## The problem
Locate "Target: forest" in the listing below, then output the line holding it and every line after it, exactly and with nothing else.
Data records Block Start
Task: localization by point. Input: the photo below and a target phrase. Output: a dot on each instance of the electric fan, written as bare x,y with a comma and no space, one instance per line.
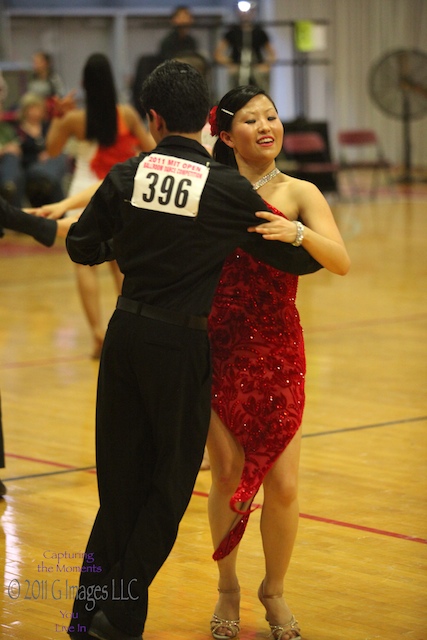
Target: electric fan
398,85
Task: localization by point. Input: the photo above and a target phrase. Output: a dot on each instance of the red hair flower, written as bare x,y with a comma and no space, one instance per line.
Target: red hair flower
213,121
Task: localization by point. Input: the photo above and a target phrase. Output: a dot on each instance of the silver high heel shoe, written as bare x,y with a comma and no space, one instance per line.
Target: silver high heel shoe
220,623
279,630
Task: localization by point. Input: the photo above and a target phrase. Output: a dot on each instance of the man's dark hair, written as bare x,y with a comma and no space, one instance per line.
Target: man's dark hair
179,93
101,100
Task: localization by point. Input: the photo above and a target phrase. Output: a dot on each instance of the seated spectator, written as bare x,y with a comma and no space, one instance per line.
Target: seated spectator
44,81
11,177
43,174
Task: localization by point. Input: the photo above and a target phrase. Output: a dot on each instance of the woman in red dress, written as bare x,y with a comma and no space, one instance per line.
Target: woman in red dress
259,363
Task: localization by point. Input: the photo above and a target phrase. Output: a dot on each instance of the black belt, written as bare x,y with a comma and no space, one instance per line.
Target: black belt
164,315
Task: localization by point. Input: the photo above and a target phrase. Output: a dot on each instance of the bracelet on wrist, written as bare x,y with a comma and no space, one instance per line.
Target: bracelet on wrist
300,234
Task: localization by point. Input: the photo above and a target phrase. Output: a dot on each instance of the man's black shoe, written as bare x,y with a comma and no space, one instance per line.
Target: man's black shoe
102,629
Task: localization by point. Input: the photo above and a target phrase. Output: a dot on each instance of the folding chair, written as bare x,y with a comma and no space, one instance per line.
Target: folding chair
309,152
360,150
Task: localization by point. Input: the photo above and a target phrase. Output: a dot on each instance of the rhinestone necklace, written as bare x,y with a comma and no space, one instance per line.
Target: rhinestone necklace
262,181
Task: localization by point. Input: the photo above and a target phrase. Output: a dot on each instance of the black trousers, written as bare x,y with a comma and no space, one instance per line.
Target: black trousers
153,409
1,441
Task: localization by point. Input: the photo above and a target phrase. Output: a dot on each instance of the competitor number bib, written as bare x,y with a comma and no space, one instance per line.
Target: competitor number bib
170,185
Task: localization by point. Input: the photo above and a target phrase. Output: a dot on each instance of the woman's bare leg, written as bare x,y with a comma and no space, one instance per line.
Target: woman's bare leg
88,286
279,525
226,460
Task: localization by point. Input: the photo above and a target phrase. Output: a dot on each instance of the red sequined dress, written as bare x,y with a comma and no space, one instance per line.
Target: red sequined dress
258,363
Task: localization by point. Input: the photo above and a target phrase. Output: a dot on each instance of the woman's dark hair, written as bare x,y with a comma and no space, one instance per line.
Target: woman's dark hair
101,100
228,106
179,93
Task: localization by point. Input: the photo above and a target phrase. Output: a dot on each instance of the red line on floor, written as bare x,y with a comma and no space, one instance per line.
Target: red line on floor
203,494
339,523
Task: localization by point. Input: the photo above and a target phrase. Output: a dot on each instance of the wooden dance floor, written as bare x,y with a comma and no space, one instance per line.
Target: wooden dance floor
359,567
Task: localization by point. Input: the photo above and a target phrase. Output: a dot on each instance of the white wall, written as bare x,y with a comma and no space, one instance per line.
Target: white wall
358,34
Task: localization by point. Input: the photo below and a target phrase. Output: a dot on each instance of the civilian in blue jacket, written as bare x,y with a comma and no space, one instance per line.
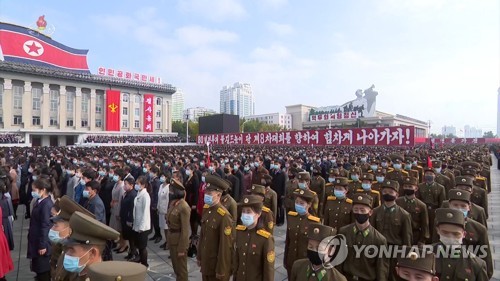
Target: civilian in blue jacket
39,248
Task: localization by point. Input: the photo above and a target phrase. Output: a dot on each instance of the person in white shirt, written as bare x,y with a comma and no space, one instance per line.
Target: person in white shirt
142,219
163,206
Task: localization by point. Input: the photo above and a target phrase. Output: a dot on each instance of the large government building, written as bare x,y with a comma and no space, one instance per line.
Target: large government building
58,103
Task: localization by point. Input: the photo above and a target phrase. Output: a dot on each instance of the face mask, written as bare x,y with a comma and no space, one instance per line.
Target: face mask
314,258
72,264
361,218
450,241
247,219
86,194
300,209
409,192
388,197
54,236
339,194
208,199
35,195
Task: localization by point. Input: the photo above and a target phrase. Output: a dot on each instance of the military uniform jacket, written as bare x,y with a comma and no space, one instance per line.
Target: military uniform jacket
303,271
178,225
419,218
216,241
394,223
459,269
296,237
338,212
254,255
363,267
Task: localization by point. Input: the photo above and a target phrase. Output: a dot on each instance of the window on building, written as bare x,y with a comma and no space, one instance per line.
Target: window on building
70,102
36,120
18,119
125,97
36,96
54,100
18,97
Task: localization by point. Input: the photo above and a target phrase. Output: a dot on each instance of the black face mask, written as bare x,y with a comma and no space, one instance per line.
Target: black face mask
313,257
361,218
409,192
388,197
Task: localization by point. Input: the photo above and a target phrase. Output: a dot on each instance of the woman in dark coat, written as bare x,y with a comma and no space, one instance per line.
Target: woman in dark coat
39,248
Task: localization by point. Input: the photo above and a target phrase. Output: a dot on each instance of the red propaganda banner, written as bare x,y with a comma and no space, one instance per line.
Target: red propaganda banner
148,113
113,110
24,45
380,136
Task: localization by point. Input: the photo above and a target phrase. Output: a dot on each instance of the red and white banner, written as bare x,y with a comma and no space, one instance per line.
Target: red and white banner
380,136
148,113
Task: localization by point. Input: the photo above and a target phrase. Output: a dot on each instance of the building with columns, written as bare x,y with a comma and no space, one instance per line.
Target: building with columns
54,107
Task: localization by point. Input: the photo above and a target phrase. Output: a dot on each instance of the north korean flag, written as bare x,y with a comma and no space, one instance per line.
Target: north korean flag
21,44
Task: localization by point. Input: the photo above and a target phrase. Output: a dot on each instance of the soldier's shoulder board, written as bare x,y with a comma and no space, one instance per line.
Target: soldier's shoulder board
221,211
313,218
263,233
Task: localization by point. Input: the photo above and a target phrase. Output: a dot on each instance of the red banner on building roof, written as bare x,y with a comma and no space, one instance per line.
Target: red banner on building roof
380,136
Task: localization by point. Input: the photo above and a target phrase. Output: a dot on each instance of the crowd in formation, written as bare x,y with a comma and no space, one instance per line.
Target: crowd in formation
131,139
222,206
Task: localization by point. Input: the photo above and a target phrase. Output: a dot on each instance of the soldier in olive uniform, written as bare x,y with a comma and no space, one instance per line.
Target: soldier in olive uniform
362,233
85,245
398,173
61,230
392,221
318,185
476,234
297,228
432,194
338,208
464,265
178,223
417,210
267,216
216,241
117,271
417,267
254,247
366,188
313,268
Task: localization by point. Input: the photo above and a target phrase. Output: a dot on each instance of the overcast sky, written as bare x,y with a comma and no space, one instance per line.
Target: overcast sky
429,59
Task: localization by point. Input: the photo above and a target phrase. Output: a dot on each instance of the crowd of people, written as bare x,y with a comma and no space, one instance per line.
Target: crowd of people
222,206
131,139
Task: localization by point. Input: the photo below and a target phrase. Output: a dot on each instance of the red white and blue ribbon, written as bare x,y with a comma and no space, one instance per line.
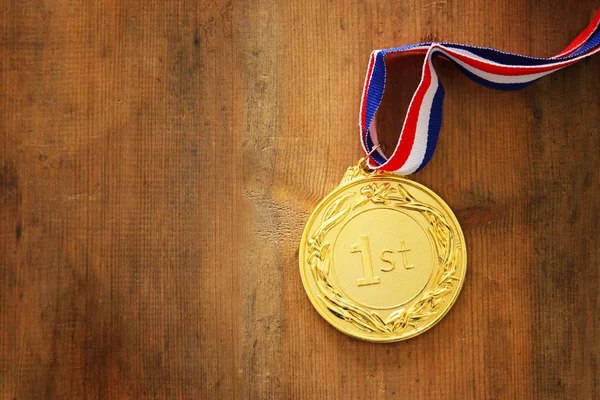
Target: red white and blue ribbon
423,120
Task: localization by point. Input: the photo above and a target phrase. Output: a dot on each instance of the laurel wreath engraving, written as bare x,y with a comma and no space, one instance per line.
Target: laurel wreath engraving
319,258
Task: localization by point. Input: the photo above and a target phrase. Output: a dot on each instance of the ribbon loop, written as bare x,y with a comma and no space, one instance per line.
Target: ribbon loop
489,67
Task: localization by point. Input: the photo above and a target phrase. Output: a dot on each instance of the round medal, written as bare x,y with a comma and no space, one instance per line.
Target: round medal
382,258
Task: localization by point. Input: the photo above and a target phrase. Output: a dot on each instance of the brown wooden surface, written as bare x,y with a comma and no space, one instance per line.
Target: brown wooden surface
158,161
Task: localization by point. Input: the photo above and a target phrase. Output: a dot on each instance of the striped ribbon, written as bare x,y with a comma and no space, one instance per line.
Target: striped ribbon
423,120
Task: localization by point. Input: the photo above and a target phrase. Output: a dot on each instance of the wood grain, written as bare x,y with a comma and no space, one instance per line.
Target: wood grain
159,159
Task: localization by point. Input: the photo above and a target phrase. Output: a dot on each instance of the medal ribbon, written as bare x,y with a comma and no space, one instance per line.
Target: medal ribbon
489,67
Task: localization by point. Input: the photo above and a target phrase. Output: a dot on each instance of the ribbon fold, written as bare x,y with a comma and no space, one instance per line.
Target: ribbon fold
489,67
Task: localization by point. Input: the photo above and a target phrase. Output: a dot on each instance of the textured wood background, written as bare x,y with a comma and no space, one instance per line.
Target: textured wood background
158,161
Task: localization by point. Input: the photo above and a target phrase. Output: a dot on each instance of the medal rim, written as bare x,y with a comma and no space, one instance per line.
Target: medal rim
330,318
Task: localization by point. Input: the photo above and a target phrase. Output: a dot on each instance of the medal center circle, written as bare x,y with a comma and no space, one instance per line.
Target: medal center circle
383,257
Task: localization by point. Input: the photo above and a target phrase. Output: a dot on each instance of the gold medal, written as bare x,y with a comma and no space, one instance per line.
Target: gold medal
382,258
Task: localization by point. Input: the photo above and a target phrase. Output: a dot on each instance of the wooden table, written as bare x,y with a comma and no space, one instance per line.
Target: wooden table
158,161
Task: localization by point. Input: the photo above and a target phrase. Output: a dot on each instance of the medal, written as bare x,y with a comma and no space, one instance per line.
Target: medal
383,258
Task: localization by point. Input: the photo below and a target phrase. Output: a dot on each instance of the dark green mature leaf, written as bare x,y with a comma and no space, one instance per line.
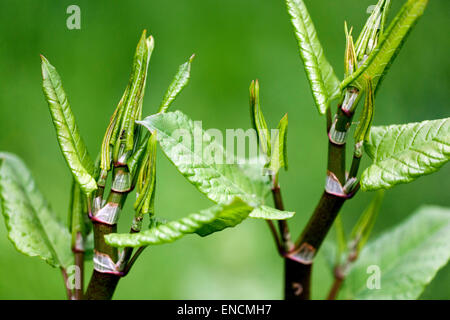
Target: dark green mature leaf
204,162
203,223
403,153
69,138
323,81
178,83
32,226
219,181
408,257
389,45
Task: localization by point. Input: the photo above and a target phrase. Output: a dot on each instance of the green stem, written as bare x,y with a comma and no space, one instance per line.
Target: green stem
282,224
102,285
79,262
65,279
298,265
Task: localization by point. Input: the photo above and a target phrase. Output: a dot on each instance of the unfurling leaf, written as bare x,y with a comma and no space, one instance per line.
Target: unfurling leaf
203,223
69,138
365,120
196,155
278,157
350,61
178,83
405,259
323,81
202,160
258,121
378,62
31,224
373,29
120,140
146,180
403,153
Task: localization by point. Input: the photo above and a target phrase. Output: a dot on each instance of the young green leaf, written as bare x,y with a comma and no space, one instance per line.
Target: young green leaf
403,153
203,223
388,47
146,180
323,81
374,27
407,258
204,162
132,105
69,138
258,121
32,226
190,149
278,157
178,83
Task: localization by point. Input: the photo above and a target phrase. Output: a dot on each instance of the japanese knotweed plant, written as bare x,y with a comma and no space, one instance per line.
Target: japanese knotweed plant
126,161
409,255
400,154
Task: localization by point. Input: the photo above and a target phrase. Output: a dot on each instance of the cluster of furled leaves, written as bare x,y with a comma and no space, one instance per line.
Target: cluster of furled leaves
410,255
400,153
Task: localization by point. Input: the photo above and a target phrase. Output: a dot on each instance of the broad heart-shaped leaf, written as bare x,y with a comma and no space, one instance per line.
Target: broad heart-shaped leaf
201,158
180,81
408,257
32,226
402,153
383,55
203,223
69,138
323,81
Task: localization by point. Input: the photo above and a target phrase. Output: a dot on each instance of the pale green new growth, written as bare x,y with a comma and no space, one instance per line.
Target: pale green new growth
403,153
407,257
278,158
203,223
180,81
323,81
383,55
69,138
190,149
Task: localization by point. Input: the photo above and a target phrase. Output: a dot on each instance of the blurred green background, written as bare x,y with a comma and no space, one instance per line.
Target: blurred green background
235,41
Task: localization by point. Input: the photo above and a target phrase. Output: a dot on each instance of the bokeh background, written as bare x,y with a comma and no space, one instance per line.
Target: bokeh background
235,41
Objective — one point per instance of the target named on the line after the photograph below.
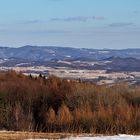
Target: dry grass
(11, 135)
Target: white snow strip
(117, 137)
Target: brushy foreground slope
(56, 105)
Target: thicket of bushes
(56, 105)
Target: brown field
(11, 135)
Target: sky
(98, 24)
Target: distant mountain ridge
(45, 53)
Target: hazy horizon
(96, 24)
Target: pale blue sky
(72, 23)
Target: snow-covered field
(117, 137)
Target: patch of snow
(103, 52)
(68, 56)
(117, 137)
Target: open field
(12, 135)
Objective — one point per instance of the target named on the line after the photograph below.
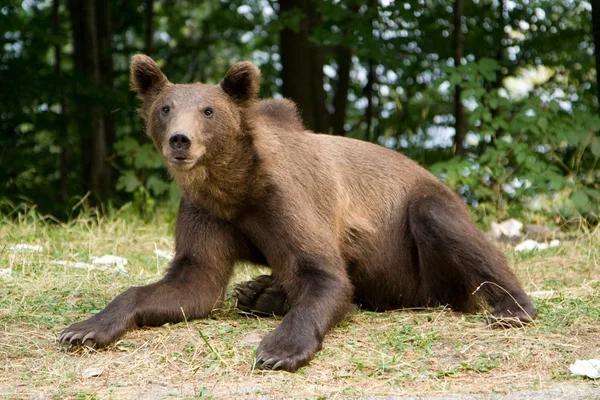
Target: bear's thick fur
(339, 221)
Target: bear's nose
(179, 141)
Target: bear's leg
(319, 294)
(206, 249)
(455, 260)
(262, 295)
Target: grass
(406, 352)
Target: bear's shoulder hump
(282, 111)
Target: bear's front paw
(263, 295)
(512, 313)
(286, 350)
(95, 332)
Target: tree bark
(340, 98)
(91, 24)
(302, 65)
(459, 113)
(596, 28)
(369, 90)
(149, 33)
(371, 82)
(63, 135)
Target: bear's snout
(179, 141)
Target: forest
(498, 98)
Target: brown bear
(338, 221)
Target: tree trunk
Data records Block End
## Problem solution
Target: forest
(498, 98)
Target: brown bear
(338, 221)
Target: tree trunk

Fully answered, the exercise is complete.